→ **Task brief**: Transcribe the part of the therapy session transcript starting at "THERAPIST: I, I" and ending at "at this woman.".

START Supplied text

Client "B", Session April 29, 2013: Client is feeling very worked up and anxious over an interaction that occurred before this session. She spends time discussing her communication breakdowns with her husband and two miscarriages she has endured over the past few years. trial
TRANSCRIPT OF AUDIO FILE:
BEGIN TRANSCRIPT:
THERAPIST: That's alright. You made it.
CLIENT: I was trying to parallel park on the street over by the Starbucks and I'm always very conscientious about bicyclists in this area because I used to bike to work. So, I always check. Before I make turns. Before I pull in to parking spots. Before I open my door. I always check. So, I check around before I start pulling in to this spot and there's a woman who looks like she is walking her bike to a bike rack that is right next to the parking spot.
THERAPIST: Like on the sidewalk?
CLIENT: On the sidewalk.
THERAPIST: Yeah.
CLIENT: So, I started pulling in to the spot and, you know, I'm checking my corners and looking for traffic.
THERAPIST: Sure.
CLIENT: She actually was unlocking her bike and was pulling her bike out through the parking spot on to the street and started screaming at me and hitting my car and cursing at me loud enough that I could hear her though my windows were rolled up.
THERAPIST: Really? [00:01:00]
CLIENT: You know, asking me what the fuck was wrong with me and didn't I fucking see her?
THERAPIST: Wow.
CLIENT: It was really, really...
THERAPIST: How do you think it's a good idea to walk behind somebody who's parallel parking?
CLIENT: Yeah. You know, screaming that I could have killed her and it was very stressful and upsetting.
THERAPIST: Yeah.
CLIENT: And, so, I finished, she left. I finished parking and got out of my car and like two bystanders started shouting at me saying that like people like me are the reason why bicyclists die and, like, all cars should be banned and, like, just off in to crazy town and...
THERAPIST: Wow.
CLIENT: It's like, it's not like she was riding down the street in the bike lane or anything. Like, she... And, then it took like four tries to get the code for the door downstairs to work and it was really frustrating. (silence until 00:03:20)
THERAPIST: This is probably one of your more worked up moments in here.
CLIENT: Yeah. Maybe.
THERAPIST: I, I get the impression you're a little worried about that.
CLIENT: No, I'm just waiting for the adrenalin to wear off. (silence until 00:04:25)
THERAPIST: I also imagine you're feeling quite a number of things. Though I'm not entirely sure. I mean, clearly you were really mad at this woman.
CLIENT: Yeah.
THERAPIST: Like, very sort of critical of her. I'm not sure if you're also feeling anxious, like, maybe you're wrong or.
CLIENT: Oh, there's most definitely some of that. Like, you know, even if she wasn't in the bike lane, you know, it's still not cool to hit someone on a bike. Like, even if it's their fault. Like, you know, I'm the one with the two tons of moving metal. So, like what could I have done to have, you know, seen her? [00:05:30]
THERAPIST: And, like, I imagine you're also afraid of beings, like, having things angry and having such a strong adrenaline rush that it could have led somewhere bad.
CLIENT: Right.
THERAPIST: Like it could turn in to a bad argument with her.
CLIENT: Right. Or with the bystanders.
THERAPIST: Yes. Where you let them have it, or?
CLIENT: Yeah. Like, well, I really wanted to defend myself and say that it wasn't my fault and the only reason I didn't was because I was already running late and didn't have time for it.
THERAPIST: Sure.
CLIENT: So, anyway.
THERAPIST: Yeah.
CLIENT: That happened.

END Supplied text
START Input data

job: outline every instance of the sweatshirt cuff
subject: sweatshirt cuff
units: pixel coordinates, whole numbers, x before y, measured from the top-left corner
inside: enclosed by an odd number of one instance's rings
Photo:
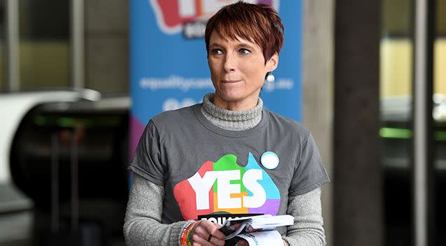
[[[181,238],[181,231],[192,220],[187,220],[184,222],[178,222],[172,224],[172,231],[171,231],[171,238],[169,238],[169,245],[179,245],[181,246],[180,243],[180,238]]]

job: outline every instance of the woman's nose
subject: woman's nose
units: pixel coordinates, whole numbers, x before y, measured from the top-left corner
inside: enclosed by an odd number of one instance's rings
[[[237,62],[236,57],[230,54],[226,54],[224,56],[224,62],[223,67],[226,73],[232,72],[236,70],[236,64]]]

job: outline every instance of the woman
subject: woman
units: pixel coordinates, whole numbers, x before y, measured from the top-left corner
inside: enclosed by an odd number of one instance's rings
[[[252,214],[294,217],[279,245],[325,245],[319,187],[329,178],[314,139],[259,97],[283,43],[277,12],[226,6],[205,39],[215,92],[149,122],[129,167],[127,245],[224,245],[213,222]]]

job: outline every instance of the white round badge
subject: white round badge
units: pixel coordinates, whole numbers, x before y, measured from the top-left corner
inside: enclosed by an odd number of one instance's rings
[[[279,166],[279,157],[275,152],[267,151],[260,157],[260,162],[266,169],[274,169]]]

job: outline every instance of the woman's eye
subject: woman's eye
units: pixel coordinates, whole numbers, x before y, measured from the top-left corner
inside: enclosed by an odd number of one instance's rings
[[[221,54],[223,54],[223,52],[220,50],[218,50],[218,49],[212,50],[212,55],[221,55]]]
[[[238,52],[242,55],[247,55],[247,54],[250,54],[251,51],[250,50],[242,48],[238,50]]]

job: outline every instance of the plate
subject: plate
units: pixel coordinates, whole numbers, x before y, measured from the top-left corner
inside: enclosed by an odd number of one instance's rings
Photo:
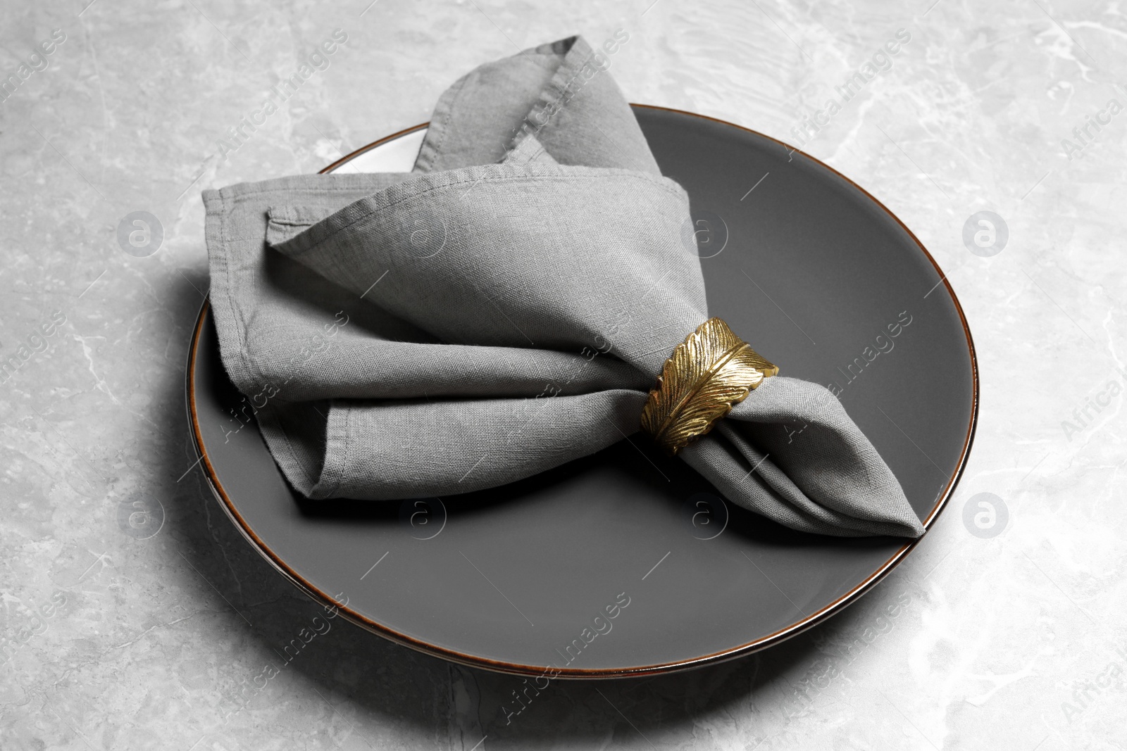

END Input data

→ **Answer below**:
THERAPIST: I, I get the impression you're a little worried about that.
CLIENT: No, I'm just waiting for the adrenalin to wear off. (silence until 00:04:25)
THERAPIST: I also imagine you're feeling quite a number of things. Though I'm not entirely sure. I mean, clearly you were really mad at this woman.